§ INPUT:
╭──

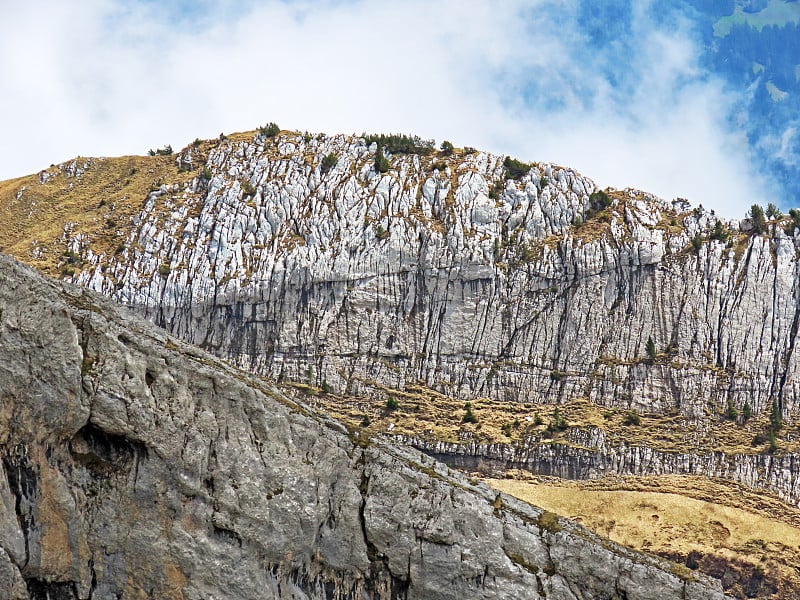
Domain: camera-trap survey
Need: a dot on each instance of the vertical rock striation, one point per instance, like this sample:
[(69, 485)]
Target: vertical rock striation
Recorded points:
[(137, 466)]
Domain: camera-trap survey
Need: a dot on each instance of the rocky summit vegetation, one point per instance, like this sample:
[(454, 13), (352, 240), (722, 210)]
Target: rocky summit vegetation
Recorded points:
[(508, 317)]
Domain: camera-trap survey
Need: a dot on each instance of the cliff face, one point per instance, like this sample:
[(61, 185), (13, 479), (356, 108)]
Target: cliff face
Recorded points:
[(446, 271), (136, 466), (294, 257)]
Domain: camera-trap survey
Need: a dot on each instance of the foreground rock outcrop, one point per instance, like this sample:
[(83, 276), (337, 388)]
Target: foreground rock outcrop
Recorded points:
[(136, 466)]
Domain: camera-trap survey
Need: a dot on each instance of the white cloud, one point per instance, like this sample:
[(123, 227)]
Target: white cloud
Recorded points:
[(119, 77)]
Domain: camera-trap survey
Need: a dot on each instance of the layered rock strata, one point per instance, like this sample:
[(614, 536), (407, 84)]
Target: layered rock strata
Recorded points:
[(448, 272), (136, 466)]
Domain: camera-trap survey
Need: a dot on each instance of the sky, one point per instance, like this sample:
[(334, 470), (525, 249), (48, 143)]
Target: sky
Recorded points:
[(114, 77)]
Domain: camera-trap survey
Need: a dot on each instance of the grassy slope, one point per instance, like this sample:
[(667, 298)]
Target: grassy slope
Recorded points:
[(100, 202), (752, 544)]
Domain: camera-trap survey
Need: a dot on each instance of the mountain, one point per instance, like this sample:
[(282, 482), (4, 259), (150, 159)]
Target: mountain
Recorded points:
[(136, 466), (495, 314)]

╰──

§ YOUR INSTRUCTIONS:
Render every line of the records above as a Markdown table with a "Row" column for the row number and a "Text" column for the line. Skip blank lines and leave the picture out.

§ FINAL ANSWER:
| Row | Text |
|---|---|
| 1 | Domain: camera-trap survey |
| 2 | Need: a dot on each instance of the vertical rock striation, one point per instance, like this sample: |
| 3 | [(69, 485)] |
| 4 | Target: vertical rock striation |
| 5 | Recorded points: |
| 6 | [(137, 466)] |
| 7 | Domain: camera-trap survey |
| 8 | Need: a dot on each instance of the rocky summit vegetation, one point per instance, like this sample: |
| 9 | [(454, 13), (352, 240), (722, 210)] |
| 10 | Target: rocky summit vegetation |
| 11 | Recorded points: |
| 12 | [(508, 317)] |
| 13 | Domain: camera-trap survey |
| 14 | Need: a dot on each instance of the cliff face, one point per instance, like this sample: |
| 15 | [(61, 185), (13, 479), (356, 108)] |
| 16 | Target: cliff face |
| 17 | Recorded points: |
| 18 | [(446, 271), (136, 466), (294, 257)] |
| 19 | Domain: camera-trap survey |
| 20 | Need: a dot on each instance of the foreground rock outcrop, one point per instance, like this sample: |
| 21 | [(83, 276), (337, 388)] |
| 22 | Target: foreground rock outcrop |
| 23 | Recorded points: |
| 24 | [(136, 466)] |
| 25 | Domain: camera-trap survey |
| 26 | Need: a dot on each instance of the white cloud, one point per instance, like this sample: |
| 27 | [(123, 227)] |
| 28 | Target: white cloud |
| 29 | Recorded points: |
| 30 | [(119, 77)] |
| 31 | Domain: camera-trap survey |
| 32 | Need: a dot on each instance of the layered rock strata, one point per instance, like this sample: |
| 33 | [(614, 536), (407, 84)] |
| 34 | Target: layered rock strata |
| 35 | Recorded points: |
| 36 | [(448, 272), (136, 466)] |
| 37 | Domain: camera-trap survey |
| 38 | Need: a dot on each instance of the sky, one point per instance, like this sample: |
| 39 | [(334, 470), (525, 249), (48, 143)] |
| 40 | Target: sky |
| 41 | Recorded points: |
| 42 | [(114, 77)] |
| 43 | Domain: camera-trap survey |
| 44 | Need: a dot on each instance of the grassy slope, one point per instance, like this sample: |
| 45 | [(667, 298)] |
| 46 | Target: grassy slope |
| 47 | Recorded points: |
| 48 | [(100, 202), (752, 544)] |
| 49 | Domain: camera-trap survey |
| 50 | Need: a dot on each instance of the mountain, one point per instance, like this sample: |
| 51 | [(282, 482), (4, 259), (150, 159)] |
| 52 | Target: mountain |
| 53 | Recorded points: |
| 54 | [(136, 466), (495, 314)] |